_Aim_
Can you switch "pebble" to "stone" in the part of the records below that opens with the line containing "the dry leaf" and runs through the end, keeping everything else unchanged and leaving the pictures out?

_Records provided_
^^^^^^^^

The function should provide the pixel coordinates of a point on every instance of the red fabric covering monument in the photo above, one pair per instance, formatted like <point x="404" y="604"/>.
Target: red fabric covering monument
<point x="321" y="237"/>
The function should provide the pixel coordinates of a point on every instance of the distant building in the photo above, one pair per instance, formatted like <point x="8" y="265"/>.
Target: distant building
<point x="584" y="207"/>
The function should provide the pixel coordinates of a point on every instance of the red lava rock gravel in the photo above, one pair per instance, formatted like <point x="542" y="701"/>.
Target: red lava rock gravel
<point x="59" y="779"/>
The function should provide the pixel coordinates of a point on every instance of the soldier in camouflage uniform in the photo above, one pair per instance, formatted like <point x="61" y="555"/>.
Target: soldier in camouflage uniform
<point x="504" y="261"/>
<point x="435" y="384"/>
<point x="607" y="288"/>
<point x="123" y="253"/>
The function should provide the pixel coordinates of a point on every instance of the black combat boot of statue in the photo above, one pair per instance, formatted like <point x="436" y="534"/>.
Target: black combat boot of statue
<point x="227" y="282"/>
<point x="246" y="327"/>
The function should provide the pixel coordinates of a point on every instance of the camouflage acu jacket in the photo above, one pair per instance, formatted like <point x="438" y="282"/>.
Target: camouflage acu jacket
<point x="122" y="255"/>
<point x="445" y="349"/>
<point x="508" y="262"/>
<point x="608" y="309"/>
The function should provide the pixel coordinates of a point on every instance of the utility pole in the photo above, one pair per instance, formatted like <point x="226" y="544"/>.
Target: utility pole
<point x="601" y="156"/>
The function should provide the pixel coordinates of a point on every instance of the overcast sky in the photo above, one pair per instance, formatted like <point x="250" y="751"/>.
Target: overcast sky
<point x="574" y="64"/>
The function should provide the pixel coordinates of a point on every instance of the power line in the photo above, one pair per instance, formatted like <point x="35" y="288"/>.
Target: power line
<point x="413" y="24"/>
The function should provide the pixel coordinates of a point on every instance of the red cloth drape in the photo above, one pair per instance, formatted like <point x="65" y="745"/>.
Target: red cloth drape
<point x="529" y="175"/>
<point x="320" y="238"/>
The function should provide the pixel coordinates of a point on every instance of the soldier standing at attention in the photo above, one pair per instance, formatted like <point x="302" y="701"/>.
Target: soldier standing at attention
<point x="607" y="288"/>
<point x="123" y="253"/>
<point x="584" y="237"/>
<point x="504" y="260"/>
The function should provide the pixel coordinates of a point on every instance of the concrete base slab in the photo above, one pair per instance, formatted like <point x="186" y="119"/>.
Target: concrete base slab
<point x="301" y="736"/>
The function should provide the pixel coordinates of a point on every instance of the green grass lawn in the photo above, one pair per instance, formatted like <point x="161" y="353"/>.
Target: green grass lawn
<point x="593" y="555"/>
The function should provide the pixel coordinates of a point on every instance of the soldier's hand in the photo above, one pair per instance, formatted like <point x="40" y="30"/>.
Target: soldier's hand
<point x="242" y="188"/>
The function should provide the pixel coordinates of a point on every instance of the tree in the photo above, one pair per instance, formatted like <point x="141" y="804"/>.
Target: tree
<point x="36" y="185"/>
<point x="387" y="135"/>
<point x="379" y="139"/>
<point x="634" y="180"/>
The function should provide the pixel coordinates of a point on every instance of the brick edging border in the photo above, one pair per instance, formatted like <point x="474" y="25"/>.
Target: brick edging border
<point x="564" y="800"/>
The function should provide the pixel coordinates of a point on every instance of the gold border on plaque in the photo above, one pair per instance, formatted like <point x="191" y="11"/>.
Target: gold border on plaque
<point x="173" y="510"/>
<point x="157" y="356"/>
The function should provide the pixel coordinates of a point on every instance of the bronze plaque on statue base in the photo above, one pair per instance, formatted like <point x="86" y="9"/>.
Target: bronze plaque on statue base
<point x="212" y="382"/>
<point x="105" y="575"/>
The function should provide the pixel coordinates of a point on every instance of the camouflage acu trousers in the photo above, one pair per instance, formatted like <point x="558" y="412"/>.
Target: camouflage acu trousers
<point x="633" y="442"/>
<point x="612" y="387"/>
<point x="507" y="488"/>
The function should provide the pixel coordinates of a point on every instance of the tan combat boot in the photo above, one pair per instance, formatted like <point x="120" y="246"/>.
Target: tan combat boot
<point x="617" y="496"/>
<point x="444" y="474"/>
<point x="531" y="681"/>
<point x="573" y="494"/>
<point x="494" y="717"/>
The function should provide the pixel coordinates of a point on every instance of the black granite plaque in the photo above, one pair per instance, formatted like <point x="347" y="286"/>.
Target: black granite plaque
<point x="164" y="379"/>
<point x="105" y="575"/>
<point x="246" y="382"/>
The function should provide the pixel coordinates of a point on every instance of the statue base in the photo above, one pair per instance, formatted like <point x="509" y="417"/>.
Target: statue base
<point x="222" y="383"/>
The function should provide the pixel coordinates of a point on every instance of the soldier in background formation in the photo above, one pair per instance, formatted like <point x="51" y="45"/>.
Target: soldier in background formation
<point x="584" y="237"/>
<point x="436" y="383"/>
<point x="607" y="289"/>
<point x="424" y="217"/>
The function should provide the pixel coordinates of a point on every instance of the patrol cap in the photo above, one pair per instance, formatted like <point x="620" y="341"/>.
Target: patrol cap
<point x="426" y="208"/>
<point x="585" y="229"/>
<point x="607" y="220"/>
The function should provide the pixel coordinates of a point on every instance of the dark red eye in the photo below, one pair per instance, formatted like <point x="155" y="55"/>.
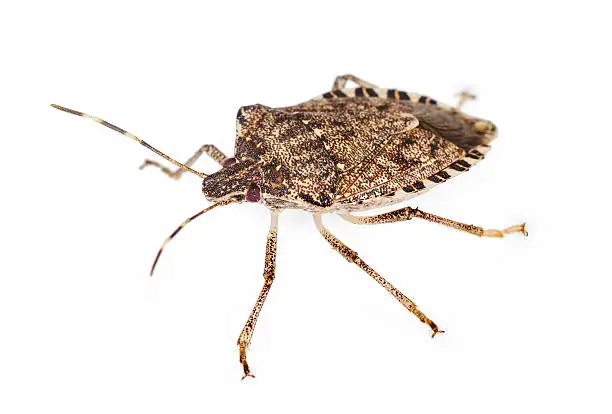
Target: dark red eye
<point x="253" y="193"/>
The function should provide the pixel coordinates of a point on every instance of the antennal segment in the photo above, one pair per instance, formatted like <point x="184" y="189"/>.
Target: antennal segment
<point x="134" y="137"/>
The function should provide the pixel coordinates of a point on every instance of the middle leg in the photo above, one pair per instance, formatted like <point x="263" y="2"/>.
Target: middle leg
<point x="352" y="256"/>
<point x="340" y="82"/>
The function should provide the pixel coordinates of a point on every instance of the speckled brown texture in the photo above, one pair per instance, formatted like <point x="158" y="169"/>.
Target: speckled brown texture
<point x="349" y="150"/>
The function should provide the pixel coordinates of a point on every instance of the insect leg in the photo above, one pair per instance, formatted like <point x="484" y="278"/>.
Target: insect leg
<point x="269" y="269"/>
<point x="352" y="256"/>
<point x="134" y="137"/>
<point x="212" y="151"/>
<point x="340" y="82"/>
<point x="408" y="213"/>
<point x="464" y="96"/>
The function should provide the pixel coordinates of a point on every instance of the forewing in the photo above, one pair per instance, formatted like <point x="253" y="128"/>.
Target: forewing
<point x="402" y="160"/>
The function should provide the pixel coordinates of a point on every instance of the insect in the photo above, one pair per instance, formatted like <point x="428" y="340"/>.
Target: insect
<point x="346" y="151"/>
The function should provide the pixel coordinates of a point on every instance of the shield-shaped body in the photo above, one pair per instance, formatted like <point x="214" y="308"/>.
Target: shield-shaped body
<point x="350" y="149"/>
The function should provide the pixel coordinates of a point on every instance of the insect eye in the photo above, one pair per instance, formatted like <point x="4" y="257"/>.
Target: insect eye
<point x="253" y="193"/>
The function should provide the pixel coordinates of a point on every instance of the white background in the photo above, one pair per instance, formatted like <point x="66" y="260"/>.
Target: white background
<point x="83" y="329"/>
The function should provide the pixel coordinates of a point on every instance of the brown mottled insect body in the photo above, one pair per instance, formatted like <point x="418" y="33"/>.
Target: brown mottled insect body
<point x="347" y="150"/>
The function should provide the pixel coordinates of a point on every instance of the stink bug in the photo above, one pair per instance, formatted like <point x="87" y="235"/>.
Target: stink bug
<point x="347" y="150"/>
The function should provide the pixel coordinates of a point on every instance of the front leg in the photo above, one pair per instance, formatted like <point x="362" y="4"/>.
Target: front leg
<point x="269" y="269"/>
<point x="408" y="213"/>
<point x="340" y="82"/>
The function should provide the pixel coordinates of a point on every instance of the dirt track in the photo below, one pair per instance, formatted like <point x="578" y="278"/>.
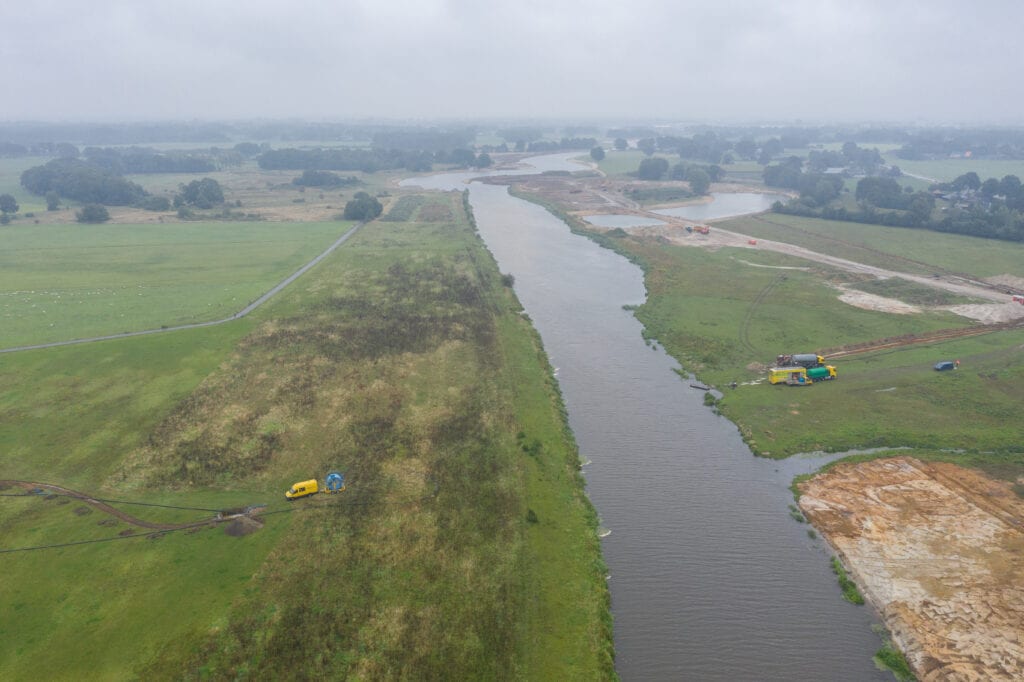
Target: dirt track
<point x="939" y="550"/>
<point x="113" y="511"/>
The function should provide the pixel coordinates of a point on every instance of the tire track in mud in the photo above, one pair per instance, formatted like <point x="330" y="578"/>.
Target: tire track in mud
<point x="31" y="486"/>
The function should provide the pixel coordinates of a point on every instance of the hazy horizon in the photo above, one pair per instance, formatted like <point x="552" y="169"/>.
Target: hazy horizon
<point x="739" y="61"/>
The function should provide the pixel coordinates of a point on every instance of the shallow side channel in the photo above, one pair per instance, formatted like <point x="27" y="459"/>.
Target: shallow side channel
<point x="710" y="577"/>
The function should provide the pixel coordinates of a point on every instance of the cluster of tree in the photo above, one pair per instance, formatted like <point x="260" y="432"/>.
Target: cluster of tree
<point x="635" y="132"/>
<point x="704" y="146"/>
<point x="427" y="139"/>
<point x="886" y="193"/>
<point x="94" y="213"/>
<point x="341" y="159"/>
<point x="653" y="168"/>
<point x="857" y="160"/>
<point x="699" y="176"/>
<point x="1008" y="192"/>
<point x="8" y="207"/>
<point x="82" y="181"/>
<point x="815" y="188"/>
<point x="314" y="178"/>
<point x="141" y="160"/>
<point x="363" y="207"/>
<point x="942" y="143"/>
<point x="203" y="194"/>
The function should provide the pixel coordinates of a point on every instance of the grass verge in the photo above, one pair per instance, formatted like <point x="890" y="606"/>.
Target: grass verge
<point x="400" y="360"/>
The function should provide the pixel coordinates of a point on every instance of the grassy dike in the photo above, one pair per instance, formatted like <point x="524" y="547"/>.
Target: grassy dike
<point x="464" y="547"/>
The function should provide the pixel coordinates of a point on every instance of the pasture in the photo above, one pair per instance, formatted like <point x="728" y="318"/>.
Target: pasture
<point x="59" y="283"/>
<point x="464" y="547"/>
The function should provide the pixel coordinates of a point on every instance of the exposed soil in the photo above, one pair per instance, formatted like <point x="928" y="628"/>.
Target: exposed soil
<point x="939" y="550"/>
<point x="57" y="491"/>
<point x="590" y="196"/>
<point x="243" y="525"/>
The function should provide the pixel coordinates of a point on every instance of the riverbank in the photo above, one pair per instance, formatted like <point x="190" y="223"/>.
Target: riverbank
<point x="937" y="549"/>
<point x="724" y="317"/>
<point x="463" y="547"/>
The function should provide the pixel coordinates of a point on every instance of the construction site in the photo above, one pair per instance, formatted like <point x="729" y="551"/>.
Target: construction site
<point x="936" y="548"/>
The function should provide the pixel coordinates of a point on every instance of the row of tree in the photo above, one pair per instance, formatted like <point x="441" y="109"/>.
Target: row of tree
<point x="314" y="178"/>
<point x="369" y="161"/>
<point x="699" y="176"/>
<point x="139" y="160"/>
<point x="82" y="181"/>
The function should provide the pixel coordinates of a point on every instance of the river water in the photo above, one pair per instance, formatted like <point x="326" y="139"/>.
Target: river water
<point x="710" y="577"/>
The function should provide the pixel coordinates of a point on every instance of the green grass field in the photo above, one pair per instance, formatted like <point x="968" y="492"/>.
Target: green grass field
<point x="948" y="169"/>
<point x="10" y="183"/>
<point x="59" y="283"/>
<point x="464" y="547"/>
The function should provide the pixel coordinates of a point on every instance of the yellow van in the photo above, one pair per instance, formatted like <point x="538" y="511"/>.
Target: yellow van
<point x="302" y="488"/>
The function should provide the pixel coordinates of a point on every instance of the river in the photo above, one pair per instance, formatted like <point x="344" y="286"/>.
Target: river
<point x="710" y="577"/>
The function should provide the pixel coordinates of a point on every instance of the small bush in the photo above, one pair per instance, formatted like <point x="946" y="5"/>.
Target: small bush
<point x="92" y="213"/>
<point x="850" y="591"/>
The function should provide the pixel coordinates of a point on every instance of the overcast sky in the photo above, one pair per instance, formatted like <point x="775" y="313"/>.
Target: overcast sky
<point x="730" y="60"/>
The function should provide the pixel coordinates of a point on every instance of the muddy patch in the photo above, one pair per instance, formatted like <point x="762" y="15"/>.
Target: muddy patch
<point x="939" y="550"/>
<point x="989" y="313"/>
<point x="865" y="301"/>
<point x="243" y="525"/>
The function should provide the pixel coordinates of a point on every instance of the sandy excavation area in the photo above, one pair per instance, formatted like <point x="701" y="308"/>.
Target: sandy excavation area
<point x="939" y="550"/>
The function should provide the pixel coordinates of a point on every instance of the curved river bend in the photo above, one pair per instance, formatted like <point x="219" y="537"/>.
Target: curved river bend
<point x="710" y="577"/>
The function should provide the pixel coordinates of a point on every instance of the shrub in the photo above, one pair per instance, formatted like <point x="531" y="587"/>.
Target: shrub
<point x="93" y="213"/>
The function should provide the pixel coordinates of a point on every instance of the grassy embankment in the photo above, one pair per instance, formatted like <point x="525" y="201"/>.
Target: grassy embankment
<point x="726" y="313"/>
<point x="721" y="316"/>
<point x="400" y="360"/>
<point x="59" y="283"/>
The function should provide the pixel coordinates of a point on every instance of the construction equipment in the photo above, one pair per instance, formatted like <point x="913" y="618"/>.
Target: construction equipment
<point x="792" y="376"/>
<point x="807" y="360"/>
<point x="826" y="373"/>
<point x="335" y="482"/>
<point x="302" y="489"/>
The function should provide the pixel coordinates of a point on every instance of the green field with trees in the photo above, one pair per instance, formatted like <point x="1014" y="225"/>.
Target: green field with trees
<point x="725" y="314"/>
<point x="463" y="548"/>
<point x="59" y="283"/>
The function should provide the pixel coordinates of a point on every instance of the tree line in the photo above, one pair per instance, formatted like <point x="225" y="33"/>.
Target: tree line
<point x="993" y="209"/>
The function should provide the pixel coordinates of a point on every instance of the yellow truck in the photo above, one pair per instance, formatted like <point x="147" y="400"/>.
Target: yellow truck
<point x="800" y="376"/>
<point x="302" y="488"/>
<point x="794" y="376"/>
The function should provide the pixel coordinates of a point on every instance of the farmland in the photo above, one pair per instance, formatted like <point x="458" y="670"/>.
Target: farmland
<point x="60" y="283"/>
<point x="463" y="546"/>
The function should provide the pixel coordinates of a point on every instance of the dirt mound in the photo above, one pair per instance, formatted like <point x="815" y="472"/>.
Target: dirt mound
<point x="1008" y="281"/>
<point x="939" y="550"/>
<point x="243" y="525"/>
<point x="865" y="301"/>
<point x="989" y="313"/>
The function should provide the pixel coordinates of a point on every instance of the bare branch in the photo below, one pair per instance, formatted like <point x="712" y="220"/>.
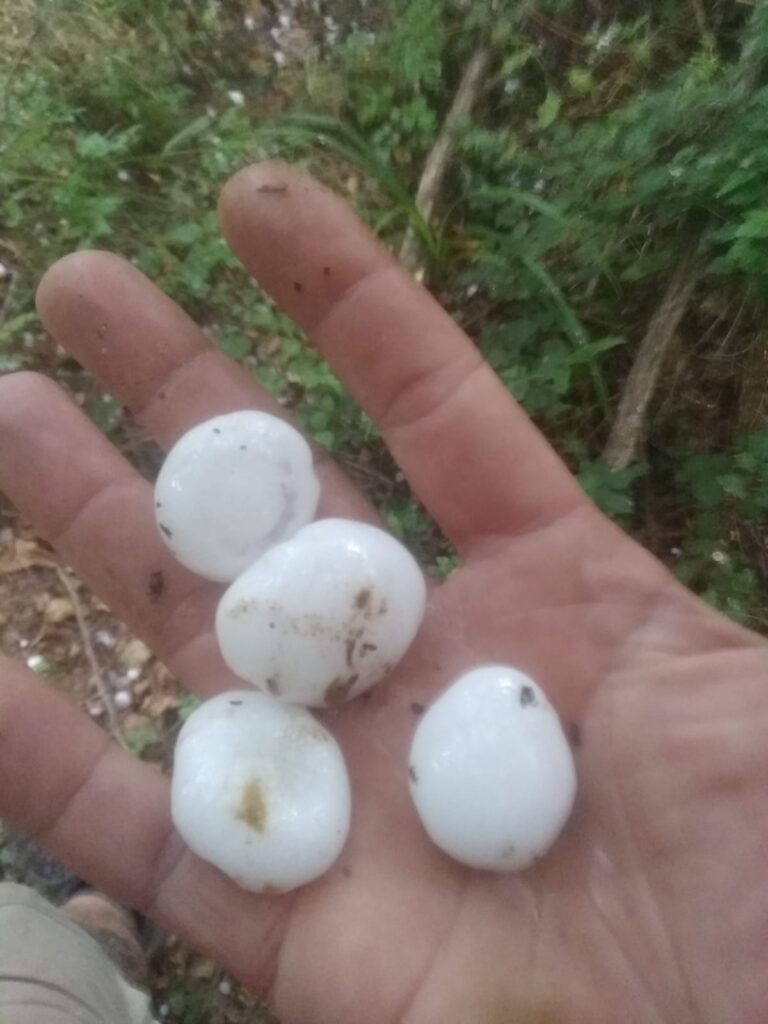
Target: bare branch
<point x="437" y="162"/>
<point x="629" y="425"/>
<point x="96" y="678"/>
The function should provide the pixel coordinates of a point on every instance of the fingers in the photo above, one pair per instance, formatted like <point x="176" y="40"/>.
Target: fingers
<point x="107" y="816"/>
<point x="83" y="497"/>
<point x="155" y="359"/>
<point x="473" y="457"/>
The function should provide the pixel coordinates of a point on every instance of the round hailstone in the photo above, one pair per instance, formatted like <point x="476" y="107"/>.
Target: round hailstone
<point x="492" y="772"/>
<point x="323" y="616"/>
<point x="261" y="791"/>
<point x="231" y="487"/>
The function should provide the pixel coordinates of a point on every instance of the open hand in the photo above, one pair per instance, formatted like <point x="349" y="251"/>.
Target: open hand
<point x="652" y="906"/>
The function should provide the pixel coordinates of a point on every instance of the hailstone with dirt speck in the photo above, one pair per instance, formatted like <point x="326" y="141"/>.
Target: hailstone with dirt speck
<point x="260" y="790"/>
<point x="325" y="615"/>
<point x="492" y="771"/>
<point x="232" y="486"/>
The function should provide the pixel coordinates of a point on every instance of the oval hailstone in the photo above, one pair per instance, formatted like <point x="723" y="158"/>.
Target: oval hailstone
<point x="260" y="790"/>
<point x="231" y="487"/>
<point x="323" y="616"/>
<point x="492" y="772"/>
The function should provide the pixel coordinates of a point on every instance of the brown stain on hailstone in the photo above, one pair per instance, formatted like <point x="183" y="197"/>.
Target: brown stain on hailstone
<point x="252" y="808"/>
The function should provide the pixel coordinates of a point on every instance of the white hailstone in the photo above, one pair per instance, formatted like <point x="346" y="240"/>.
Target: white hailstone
<point x="492" y="772"/>
<point x="231" y="487"/>
<point x="261" y="791"/>
<point x="321" y="617"/>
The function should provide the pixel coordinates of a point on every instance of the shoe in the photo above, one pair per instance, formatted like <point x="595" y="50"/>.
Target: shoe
<point x="115" y="930"/>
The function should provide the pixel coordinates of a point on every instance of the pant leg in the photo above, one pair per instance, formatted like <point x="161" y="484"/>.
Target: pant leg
<point x="52" y="972"/>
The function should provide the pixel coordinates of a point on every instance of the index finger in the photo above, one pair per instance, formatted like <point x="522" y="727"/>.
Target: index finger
<point x="468" y="450"/>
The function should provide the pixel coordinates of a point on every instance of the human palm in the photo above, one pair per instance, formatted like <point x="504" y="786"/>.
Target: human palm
<point x="653" y="904"/>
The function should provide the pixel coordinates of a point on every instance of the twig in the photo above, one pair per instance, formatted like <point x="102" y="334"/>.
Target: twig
<point x="638" y="390"/>
<point x="436" y="164"/>
<point x="9" y="294"/>
<point x="96" y="678"/>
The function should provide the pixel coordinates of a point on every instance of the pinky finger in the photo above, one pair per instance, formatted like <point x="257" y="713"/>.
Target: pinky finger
<point x="107" y="816"/>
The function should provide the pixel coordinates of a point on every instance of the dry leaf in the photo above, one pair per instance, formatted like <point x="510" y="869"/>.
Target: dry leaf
<point x="24" y="555"/>
<point x="134" y="654"/>
<point x="57" y="609"/>
<point x="157" y="706"/>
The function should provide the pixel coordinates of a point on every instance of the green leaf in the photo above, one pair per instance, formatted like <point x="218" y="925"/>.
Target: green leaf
<point x="547" y="113"/>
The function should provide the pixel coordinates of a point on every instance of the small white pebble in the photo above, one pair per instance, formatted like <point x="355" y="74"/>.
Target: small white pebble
<point x="261" y="791"/>
<point x="231" y="487"/>
<point x="492" y="771"/>
<point x="322" y="617"/>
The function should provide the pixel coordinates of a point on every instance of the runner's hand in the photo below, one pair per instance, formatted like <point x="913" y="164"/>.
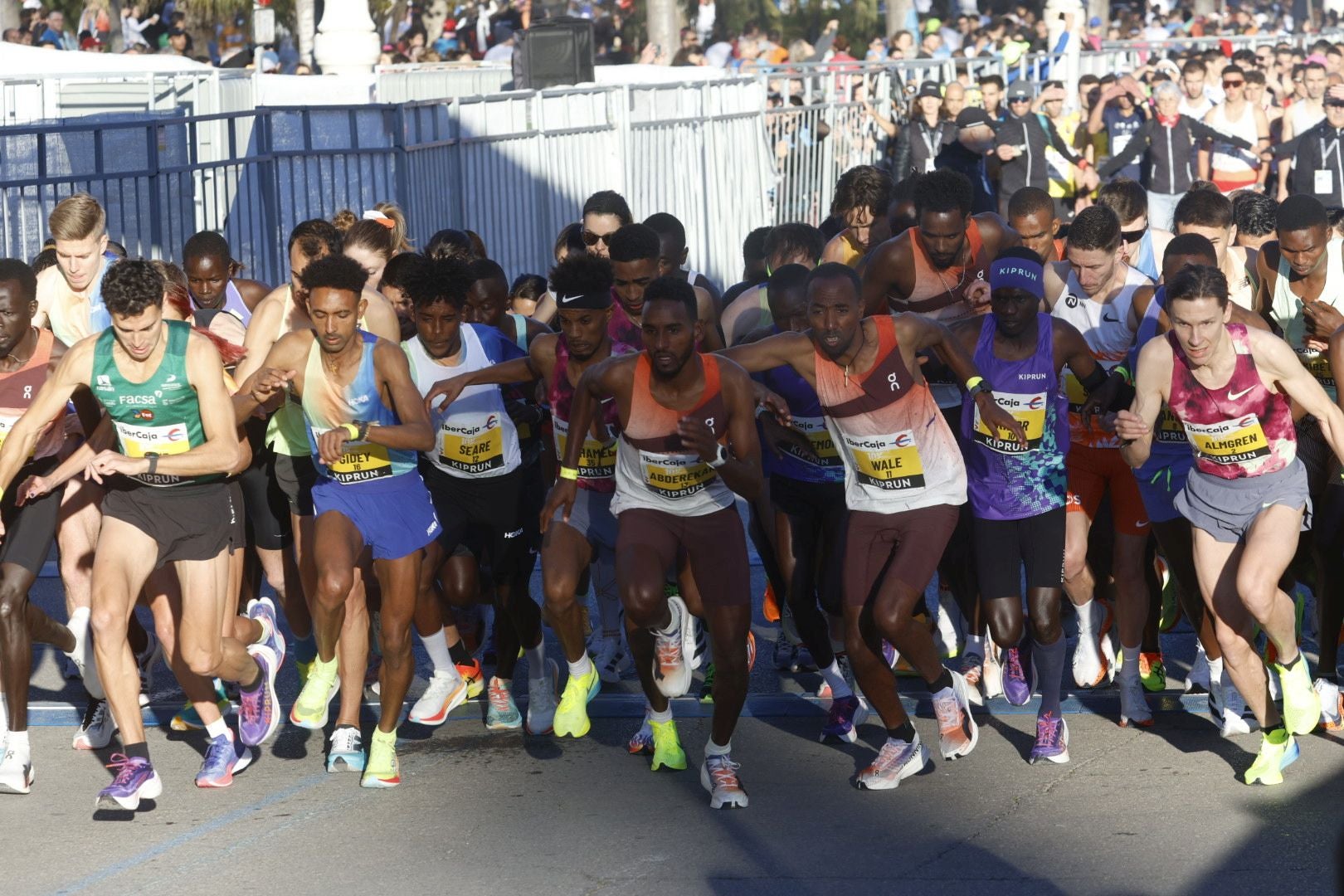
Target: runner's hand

^^^^^^^^

_Correct output_
The function should provide the pixel coordinates of a point on every instance of the dry leaf in the photo above, one pair per instance, formatted like <point x="510" y="869"/>.
Target: dry leaf
<point x="24" y="555"/>
<point x="134" y="654"/>
<point x="57" y="609"/>
<point x="157" y="706"/>
The function should provide the pixel coordinates of a point on every instance of the green leaf in the photo above, one pair per instance, formatted like <point x="218" y="925"/>.
Target: green leaf
<point x="547" y="113"/>
The function should provide the pixel coordinates of a point on every instance of the small white stone in the photo above, one pair per instance, formatted like <point x="355" y="74"/>.
Target: small white stone
<point x="261" y="791"/>
<point x="231" y="487"/>
<point x="492" y="771"/>
<point x="322" y="617"/>
The function should provide the pixel coordinates of a point on every instance of the runner's hand in the photo below, one pair per instance, formatted like <point x="913" y="164"/>.
Target: runner's hand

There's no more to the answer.